• _TASK INSTRUCTIONS_:
From the line containing "of the soldier's" to the end of the listing, write out every line exactly; leave out everything else.

• _STORED DATA_:
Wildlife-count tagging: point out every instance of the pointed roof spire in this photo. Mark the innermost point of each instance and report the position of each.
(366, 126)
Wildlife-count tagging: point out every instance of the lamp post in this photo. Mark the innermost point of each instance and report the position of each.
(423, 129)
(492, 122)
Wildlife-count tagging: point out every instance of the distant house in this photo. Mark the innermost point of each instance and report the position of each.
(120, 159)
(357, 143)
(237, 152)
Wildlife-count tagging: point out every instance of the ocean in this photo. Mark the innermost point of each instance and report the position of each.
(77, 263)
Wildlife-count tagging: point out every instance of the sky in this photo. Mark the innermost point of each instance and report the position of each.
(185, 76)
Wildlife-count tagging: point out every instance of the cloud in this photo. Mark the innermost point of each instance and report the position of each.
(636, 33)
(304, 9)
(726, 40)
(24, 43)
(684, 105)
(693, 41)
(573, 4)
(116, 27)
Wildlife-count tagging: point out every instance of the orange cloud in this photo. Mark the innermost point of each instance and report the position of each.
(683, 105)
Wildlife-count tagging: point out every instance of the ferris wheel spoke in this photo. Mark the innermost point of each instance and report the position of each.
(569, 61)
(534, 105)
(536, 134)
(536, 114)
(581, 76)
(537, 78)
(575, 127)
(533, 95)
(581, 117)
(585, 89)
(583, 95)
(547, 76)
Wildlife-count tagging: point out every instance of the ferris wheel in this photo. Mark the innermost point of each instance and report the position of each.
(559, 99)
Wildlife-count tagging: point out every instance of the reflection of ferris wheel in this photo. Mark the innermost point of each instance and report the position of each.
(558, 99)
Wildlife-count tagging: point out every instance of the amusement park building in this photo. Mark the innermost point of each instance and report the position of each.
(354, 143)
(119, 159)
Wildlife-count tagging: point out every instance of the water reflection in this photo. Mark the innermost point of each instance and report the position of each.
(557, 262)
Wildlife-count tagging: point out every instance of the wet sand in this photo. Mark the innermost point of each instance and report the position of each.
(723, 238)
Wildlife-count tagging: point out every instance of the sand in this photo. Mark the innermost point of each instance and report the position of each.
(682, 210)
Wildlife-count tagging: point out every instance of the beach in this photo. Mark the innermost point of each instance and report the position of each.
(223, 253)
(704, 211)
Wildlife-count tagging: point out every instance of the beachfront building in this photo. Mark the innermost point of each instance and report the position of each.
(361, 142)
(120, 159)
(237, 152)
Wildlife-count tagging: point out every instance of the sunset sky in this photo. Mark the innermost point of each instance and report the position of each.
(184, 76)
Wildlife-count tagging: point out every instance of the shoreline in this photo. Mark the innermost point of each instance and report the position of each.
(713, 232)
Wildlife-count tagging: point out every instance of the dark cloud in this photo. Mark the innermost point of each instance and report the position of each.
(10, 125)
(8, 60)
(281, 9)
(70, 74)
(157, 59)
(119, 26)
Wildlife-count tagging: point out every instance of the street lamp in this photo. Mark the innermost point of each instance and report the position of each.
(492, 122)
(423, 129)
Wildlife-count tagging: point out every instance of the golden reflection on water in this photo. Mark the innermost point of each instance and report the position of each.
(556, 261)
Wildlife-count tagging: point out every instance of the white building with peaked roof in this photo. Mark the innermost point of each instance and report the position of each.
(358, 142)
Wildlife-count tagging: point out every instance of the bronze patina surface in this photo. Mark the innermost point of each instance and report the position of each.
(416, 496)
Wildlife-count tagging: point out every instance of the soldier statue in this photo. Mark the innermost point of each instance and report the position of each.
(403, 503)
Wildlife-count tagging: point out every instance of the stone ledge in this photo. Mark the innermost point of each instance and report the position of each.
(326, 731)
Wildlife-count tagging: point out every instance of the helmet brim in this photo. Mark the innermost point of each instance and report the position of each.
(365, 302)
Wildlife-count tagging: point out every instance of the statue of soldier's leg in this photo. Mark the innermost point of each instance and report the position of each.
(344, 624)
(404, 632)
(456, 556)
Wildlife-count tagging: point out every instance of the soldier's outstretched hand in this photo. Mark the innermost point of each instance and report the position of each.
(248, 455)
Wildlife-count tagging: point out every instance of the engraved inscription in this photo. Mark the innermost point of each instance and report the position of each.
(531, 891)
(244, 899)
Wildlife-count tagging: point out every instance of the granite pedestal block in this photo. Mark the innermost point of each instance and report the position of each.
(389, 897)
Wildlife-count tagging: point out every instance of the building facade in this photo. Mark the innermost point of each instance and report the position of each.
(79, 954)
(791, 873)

• _WRITTEN REPLY_:
Wildlife-count tagging: point out every instance of the soldier's outstretched hand in this photo. Mark the innermost point of each instance and report the position of each.
(248, 455)
Wildlife-count tagging: point out every instance of the engraved inscription in this photo. Mark the innermost point of each instance and report the position of each.
(531, 891)
(244, 899)
Wildlife-count tagging: point out every instance of the granite pedestal block in this photo. Mark the innermost point of each instance and report the position of each.
(389, 897)
Wildlife-count tagging: point out every instance of the building facade in this photo. Mark the innermost point of each instance and report the position of each.
(79, 954)
(791, 873)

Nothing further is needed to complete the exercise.